**What this task involves:**
Extract each record and reproduce it exactly.
[Start Raw data]
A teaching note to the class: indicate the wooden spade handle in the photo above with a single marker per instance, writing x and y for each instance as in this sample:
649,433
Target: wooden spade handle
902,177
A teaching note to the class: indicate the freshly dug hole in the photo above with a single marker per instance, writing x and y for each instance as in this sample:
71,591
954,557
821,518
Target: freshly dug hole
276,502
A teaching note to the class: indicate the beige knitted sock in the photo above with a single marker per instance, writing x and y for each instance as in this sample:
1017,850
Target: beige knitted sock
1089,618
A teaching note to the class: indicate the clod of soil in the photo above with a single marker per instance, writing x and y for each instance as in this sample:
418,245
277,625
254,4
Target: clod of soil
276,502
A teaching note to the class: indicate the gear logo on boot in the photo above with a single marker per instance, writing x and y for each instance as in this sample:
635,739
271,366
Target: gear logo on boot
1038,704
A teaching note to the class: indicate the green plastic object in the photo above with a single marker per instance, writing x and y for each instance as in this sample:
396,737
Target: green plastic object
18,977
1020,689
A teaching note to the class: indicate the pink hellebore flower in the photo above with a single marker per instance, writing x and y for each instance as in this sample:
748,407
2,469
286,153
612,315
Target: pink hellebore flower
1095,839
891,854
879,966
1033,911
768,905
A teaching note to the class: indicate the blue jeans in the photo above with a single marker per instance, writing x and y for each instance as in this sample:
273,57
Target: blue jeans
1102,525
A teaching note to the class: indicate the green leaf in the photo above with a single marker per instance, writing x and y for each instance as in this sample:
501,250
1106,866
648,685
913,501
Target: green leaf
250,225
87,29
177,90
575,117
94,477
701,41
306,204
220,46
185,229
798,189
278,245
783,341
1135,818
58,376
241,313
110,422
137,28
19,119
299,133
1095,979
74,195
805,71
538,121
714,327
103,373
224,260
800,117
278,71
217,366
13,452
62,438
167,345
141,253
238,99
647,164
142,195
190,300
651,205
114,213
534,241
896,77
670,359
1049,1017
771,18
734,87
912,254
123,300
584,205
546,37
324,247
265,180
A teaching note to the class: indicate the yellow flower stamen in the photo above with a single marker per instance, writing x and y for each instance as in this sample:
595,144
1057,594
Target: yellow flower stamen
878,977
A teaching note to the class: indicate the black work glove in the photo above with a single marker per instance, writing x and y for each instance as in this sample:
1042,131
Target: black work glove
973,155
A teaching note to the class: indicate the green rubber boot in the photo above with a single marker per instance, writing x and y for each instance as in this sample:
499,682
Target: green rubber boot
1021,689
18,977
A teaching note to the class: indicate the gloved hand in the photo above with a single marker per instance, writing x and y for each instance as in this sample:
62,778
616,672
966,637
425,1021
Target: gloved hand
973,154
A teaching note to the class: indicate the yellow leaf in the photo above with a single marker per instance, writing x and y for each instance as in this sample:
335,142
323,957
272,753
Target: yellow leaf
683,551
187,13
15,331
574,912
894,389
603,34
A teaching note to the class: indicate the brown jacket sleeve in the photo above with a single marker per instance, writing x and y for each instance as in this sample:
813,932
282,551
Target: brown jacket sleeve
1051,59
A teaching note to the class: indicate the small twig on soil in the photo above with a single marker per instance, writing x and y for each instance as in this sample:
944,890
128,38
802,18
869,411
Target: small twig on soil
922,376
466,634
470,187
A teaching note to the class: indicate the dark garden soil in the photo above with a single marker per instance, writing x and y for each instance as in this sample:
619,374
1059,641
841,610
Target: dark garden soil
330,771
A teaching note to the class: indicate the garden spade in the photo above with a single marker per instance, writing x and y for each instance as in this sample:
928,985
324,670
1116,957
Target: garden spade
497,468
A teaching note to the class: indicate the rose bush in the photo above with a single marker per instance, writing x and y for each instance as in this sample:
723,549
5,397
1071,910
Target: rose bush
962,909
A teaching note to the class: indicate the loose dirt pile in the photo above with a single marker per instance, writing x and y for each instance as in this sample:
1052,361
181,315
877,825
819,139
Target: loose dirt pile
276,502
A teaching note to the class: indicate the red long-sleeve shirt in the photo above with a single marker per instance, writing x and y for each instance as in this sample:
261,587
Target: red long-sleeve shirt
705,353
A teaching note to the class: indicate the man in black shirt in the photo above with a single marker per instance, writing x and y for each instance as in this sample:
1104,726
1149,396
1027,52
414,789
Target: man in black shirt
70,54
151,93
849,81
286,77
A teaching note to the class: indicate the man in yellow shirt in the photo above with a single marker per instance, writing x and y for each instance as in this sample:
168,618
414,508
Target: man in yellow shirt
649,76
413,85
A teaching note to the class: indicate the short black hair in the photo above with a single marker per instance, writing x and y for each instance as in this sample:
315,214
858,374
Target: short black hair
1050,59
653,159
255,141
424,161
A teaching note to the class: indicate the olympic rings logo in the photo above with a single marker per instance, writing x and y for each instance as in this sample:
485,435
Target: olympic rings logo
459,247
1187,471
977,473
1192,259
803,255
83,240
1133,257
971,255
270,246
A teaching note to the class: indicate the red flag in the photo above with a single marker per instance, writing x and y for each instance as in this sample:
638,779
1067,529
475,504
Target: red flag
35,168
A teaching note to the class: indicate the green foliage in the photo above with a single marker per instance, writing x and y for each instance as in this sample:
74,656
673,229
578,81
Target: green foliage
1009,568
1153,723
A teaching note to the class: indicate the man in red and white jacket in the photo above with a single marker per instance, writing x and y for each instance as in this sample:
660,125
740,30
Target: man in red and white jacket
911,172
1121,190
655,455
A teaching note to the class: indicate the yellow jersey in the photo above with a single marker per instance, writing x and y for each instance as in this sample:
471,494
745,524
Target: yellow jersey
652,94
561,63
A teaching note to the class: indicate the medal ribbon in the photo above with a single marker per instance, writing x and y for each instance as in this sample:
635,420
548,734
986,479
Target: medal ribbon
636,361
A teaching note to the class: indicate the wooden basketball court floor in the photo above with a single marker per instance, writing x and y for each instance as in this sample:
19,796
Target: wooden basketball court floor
[End Raw data]
**Complete response:**
A teaching note to the class: indicate the wooden spade handle in the photo above with a single marker per instance, writing x and y for each instance as in this sample:
649,433
Target: wooden spade handle
902,177
A teaching note to the class: indicate the freshly dug hole in the photo above with a single marker per instance, writing x and y for each instance as in this sample:
71,591
954,557
821,518
Target: freshly dug hole
276,502
A teaching note to the class: indicate the beige knitted sock in the photo above with a single marker per instance, writing x and y for each instance as in this sample:
1017,850
Target: beige knitted sock
1089,618
A teaching note to the class: indicate the clod of soil in the photo above with a single marker per instance, writing x and y for each instance as in this sample:
418,245
277,625
254,4
Target: clod of soil
276,502
A teaching note to the class: indicate the gear logo on boot in the photo above with a single marker per instance, writing x and y for each instance as in this sample:
635,739
271,366
Target: gear logo on boot
1038,704
A teaching note to the class: indicate the green plastic object in the photo above with a single marker per instance, writing x and y for each instance as in this sample:
396,737
Target: green plastic object
18,977
1020,689
A teaching note to the class: indicate the pink hellebore flower in the photo above with a single marker per instance, writing x and y for each instance as in this sample:
748,407
2,469
286,153
612,315
Target: pink hellebore flower
1095,839
891,854
879,966
1033,911
768,905
A teaching note to the class: indicate the blue jeans in the photo above with a single marker per instance, writing x and y for each instance as in this sample:
273,57
Target: blue jeans
1102,525
A teaching note to the class: indicate the green leaf in the photo above with a single marker per instance, writing x and y for each instance as in this sample:
501,250
1106,866
648,685
913,501
Target: green leaf
250,225
87,29
177,90
575,117
94,477
701,41
306,204
220,46
185,229
798,189
278,245
783,341
1135,818
58,376
241,313
110,422
137,28
19,119
299,133
1095,979
74,195
805,71
538,121
714,327
103,373
224,260
800,117
278,71
217,366
13,452
62,438
167,345
141,253
238,99
647,164
142,195
190,300
651,205
114,213
534,241
896,77
670,359
1049,1017
771,18
734,87
912,254
123,300
584,205
546,37
324,247
265,180
A teaching note to the class: indicate the yellow flower stamen in the photo above with a single marker per instance, writing x and y for each instance as in this sample:
595,144
1057,594
Target: yellow flower stamen
878,977
A teaching note to the class: indicate the black work glove in the photo above with a single marker per instance, writing x and y for each instance as in this sample:
1042,131
Target: black work glove
973,155
A teaching note to the class: indicate the green rubber boot in the photo above with a single marker per instance, writing x and y for each instance as in this sample:
499,682
Target: green rubber boot
1021,689
18,977
A teaching note to the class: indicate the gloved hand in the photo above with a single marker per instance, writing x and y for each instance as in this sample:
62,778
616,672
966,637
425,1021
Target: gloved hand
973,154
A teaching note to the class: indicate the yellow leaf in the photo above with a single marker per instance, writing x and y for each instance as in this sample:
335,142
323,957
272,753
Target: yellow leaf
683,551
187,13
15,331
574,912
894,389
603,34
A teaching note to the class: indicate the brown jacket sleeve in the photo above with a single marker per instance, writing x and y for each instance as in this sample:
813,932
282,551
Target: brown jacket sleeve
1051,59
A teaching note to the class: indicate the small twig on soil in the photo above with a single marker per instance, writing x and y for each instance as in this sample:
944,890
128,38
802,18
869,411
Target: small twig on soil
922,376
466,634
470,187
A teaching note to the class: indicate the dark garden soil in the photo above with a single marker per instance, writing x and y for each instance as in this sample:
619,374
1059,641
841,610
Target: dark garden soil
330,771
A teaching note to the class: indicate the garden spade in the photo above with a single marker per instance, writing x and y for each instance as in this sample:
928,985
324,670
1116,957
Target: garden spade
497,468
A teaching note to the class: indicate the rose bush in the photo above with a single marker per instance, writing x and y for each instance as in this sample:
723,549
5,397
1071,910
Target: rose bush
962,909
A teaching note to the class: indicate the loose dirt pile in the photo above with a single marker per instance, writing x and y for each instance as in this sample:
1052,361
181,315
877,825
819,139
Target: loose dirt pile
276,502
A teaching note to the class: indicate the red long-sleeve shirt in the photo above with a single marker per instance, writing x and y for each instance as in this sample:
261,587
Target: red long-sleeve shirt
705,353
A teaching note to the class: indicate the man in black shirt in the photo above with a single marker per instance, writing x and y for each instance as in this sample:
1104,726
1149,396
1027,52
414,789
Target: man in black shirt
70,54
151,93
849,81
286,77
A teaching note to the class: indicate the man in yellow shirt in the photo above with a single marker per instance, writing x and y for each instance as in this sample:
168,618
414,508
Target: man in yellow shirt
649,76
413,85
A teaching note to the class: indicate the short black hair in the photo above with a single marker per instance, writing x and y for each instance as in this sample:
315,214
858,374
Target: short black hair
1050,59
653,159
255,141
424,161
A teaching note to the class: indicate the olympic rings logo in the photo above with a single marker per instance, writing x and y for each instance as in this sample:
485,435
Target: olympic rings logo
459,247
1187,471
977,473
1192,259
803,255
83,240
1133,257
971,255
270,246
A teaching note to the class: indicate the red flag in the photo above with a single marker per instance, writing x and y for each instance as in this sample:
638,779
1067,529
475,504
Target: red flag
35,168
A teaching note to the class: indicate the green foliage in the photo above with a single marker per instance, writing x and y for each instance as in this sample:
74,656
673,229
578,81
Target: green foliage
1009,568
1153,723
A teaching note to the class: indicate the man in red and white jacket in the photo above with a single marker per instance, writing x and y for each instance as in this sample:
660,125
740,30
Target: man in red and white jacket
911,172
1121,190
655,455
A teaching note to the class: indicate the yellow jersey in the photo above with a single marker per instance, writing x and y for each instance as in this sample:
471,494
745,524
Target: yellow jersey
652,94
561,63
A teaching note to the class: indicate the medal ribbon in the photo above with a single marker per instance, writing x and y for each instance as in this sample:
635,420
548,734
986,479
Target: medal ribbon
636,361
A teaching note to the class: indicate the wooden basketball court floor in the photo above with a single marker per instance, writing x and y for each instance as in this sample:
19,796
Target: wooden basketball court floor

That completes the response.